%%

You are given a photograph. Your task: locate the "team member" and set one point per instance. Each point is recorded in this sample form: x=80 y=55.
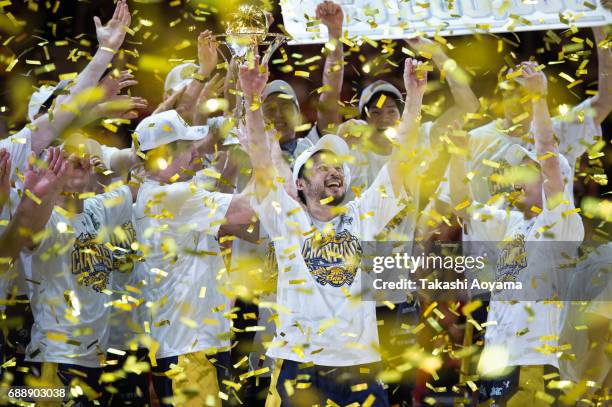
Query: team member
x=523 y=331
x=280 y=103
x=322 y=323
x=176 y=225
x=42 y=131
x=70 y=270
x=576 y=130
x=380 y=107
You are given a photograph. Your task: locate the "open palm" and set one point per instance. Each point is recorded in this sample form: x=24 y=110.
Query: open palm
x=112 y=34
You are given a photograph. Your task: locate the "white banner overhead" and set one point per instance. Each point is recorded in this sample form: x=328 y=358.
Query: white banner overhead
x=378 y=19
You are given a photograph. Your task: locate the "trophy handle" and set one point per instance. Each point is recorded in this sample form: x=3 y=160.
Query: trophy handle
x=277 y=41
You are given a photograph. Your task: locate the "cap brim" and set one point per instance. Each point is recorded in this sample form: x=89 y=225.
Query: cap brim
x=329 y=142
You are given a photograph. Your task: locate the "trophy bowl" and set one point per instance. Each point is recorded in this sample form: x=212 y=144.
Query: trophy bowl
x=246 y=30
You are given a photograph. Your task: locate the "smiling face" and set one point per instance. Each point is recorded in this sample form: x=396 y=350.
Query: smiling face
x=322 y=177
x=516 y=102
x=381 y=118
x=282 y=114
x=79 y=174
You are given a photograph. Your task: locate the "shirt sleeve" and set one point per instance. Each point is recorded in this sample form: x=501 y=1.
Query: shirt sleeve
x=488 y=223
x=279 y=214
x=378 y=205
x=19 y=145
x=116 y=205
x=48 y=238
x=107 y=155
x=576 y=131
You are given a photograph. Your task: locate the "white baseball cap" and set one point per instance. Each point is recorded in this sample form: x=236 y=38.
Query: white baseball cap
x=516 y=153
x=164 y=128
x=329 y=142
x=374 y=88
x=279 y=86
x=44 y=96
x=180 y=76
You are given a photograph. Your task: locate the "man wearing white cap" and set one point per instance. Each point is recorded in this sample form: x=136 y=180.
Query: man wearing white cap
x=177 y=222
x=326 y=337
x=280 y=103
x=576 y=129
x=70 y=273
x=43 y=130
x=523 y=335
x=380 y=106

%%

* OBJECTIVE
Recast every line of the entries above as a Markdown table with two columns, Row for the row number and Text for the line. Omit blank lines and the pictures.

* WRITTEN SOLUTION
| Row | Text |
|---|---|
| 1 | You are given a photograph. Your task: locate the "team member" and set one point per instance. Each point is recorded in this sample form: x=80 y=55. |
| 2 | Query: team member |
| 3 | x=523 y=331 |
| 4 | x=280 y=103 |
| 5 | x=322 y=323 |
| 6 | x=176 y=225 |
| 7 | x=42 y=131 |
| 8 | x=70 y=270 |
| 9 | x=576 y=130 |
| 10 | x=380 y=107 |
| 11 | You are given a photograph. Your task: locate the "open palm" and set one point per instance. Each point is recorded in this sample form: x=24 y=110. |
| 12 | Query: open palm |
| 13 | x=112 y=34 |
| 14 | You are given a photograph. Your task: locate the "white banner overhead" and set one point per instance. Each point is recorded in this sample form: x=328 y=358. |
| 15 | Query: white banner overhead |
| 16 | x=378 y=19 |
| 17 | You are given a photograph. Your task: locate the "trophy handle" and set one point per instance. Each point is recorded in this sample form: x=3 y=160. |
| 18 | Query: trophy handle |
| 19 | x=277 y=41 |
| 20 | You are given a photograph. Your task: locate the "cap brim" and set one point per instance. Each point is recorded in this sample form: x=89 y=225. |
| 21 | Query: cap brim |
| 22 | x=329 y=142 |
| 23 | You are given a photograph. Your task: locate the "trophy bowl" and set one point per instance. Each point is recorded in this sample form: x=212 y=144. |
| 24 | Query: trophy bowl |
| 25 | x=246 y=30 |
| 26 | You are given a photograph. Your task: locate the "smiling face" and set one point per instance. Each point is recorded in this sample form: x=396 y=350. |
| 27 | Query: smiling face |
| 28 | x=322 y=177 |
| 29 | x=516 y=102 |
| 30 | x=381 y=118 |
| 31 | x=282 y=114 |
| 32 | x=79 y=174 |
| 33 | You are given a photograph. Your task: locate the "shirt sleeve" and set one point per instance. Each point is recorded in this sample form: x=501 y=1. |
| 34 | Query: shirt sleeve |
| 35 | x=488 y=223 |
| 36 | x=279 y=214 |
| 37 | x=378 y=205 |
| 38 | x=19 y=145 |
| 39 | x=116 y=205 |
| 40 | x=48 y=238 |
| 41 | x=107 y=155 |
| 42 | x=576 y=131 |
| 43 | You are given a photograph. Your task: locate the "white baseball cap" and set one point per instance. Each point is recorded in this sample form: x=236 y=38. |
| 44 | Query: white baseball cap |
| 45 | x=516 y=153 |
| 46 | x=164 y=128 |
| 47 | x=329 y=142 |
| 48 | x=374 y=88 |
| 49 | x=279 y=86 |
| 50 | x=44 y=96 |
| 51 | x=180 y=76 |
| 52 | You are given a photograph. Your task: locate the "man wearing white cap" and set one point per instance. Each point is recorded in this sample form: x=136 y=180. |
| 53 | Query: man wearing white cap |
| 54 | x=177 y=222 |
| 55 | x=326 y=337 |
| 56 | x=280 y=103 |
| 57 | x=576 y=129 |
| 58 | x=70 y=273 |
| 59 | x=43 y=130 |
| 60 | x=523 y=335 |
| 61 | x=380 y=106 |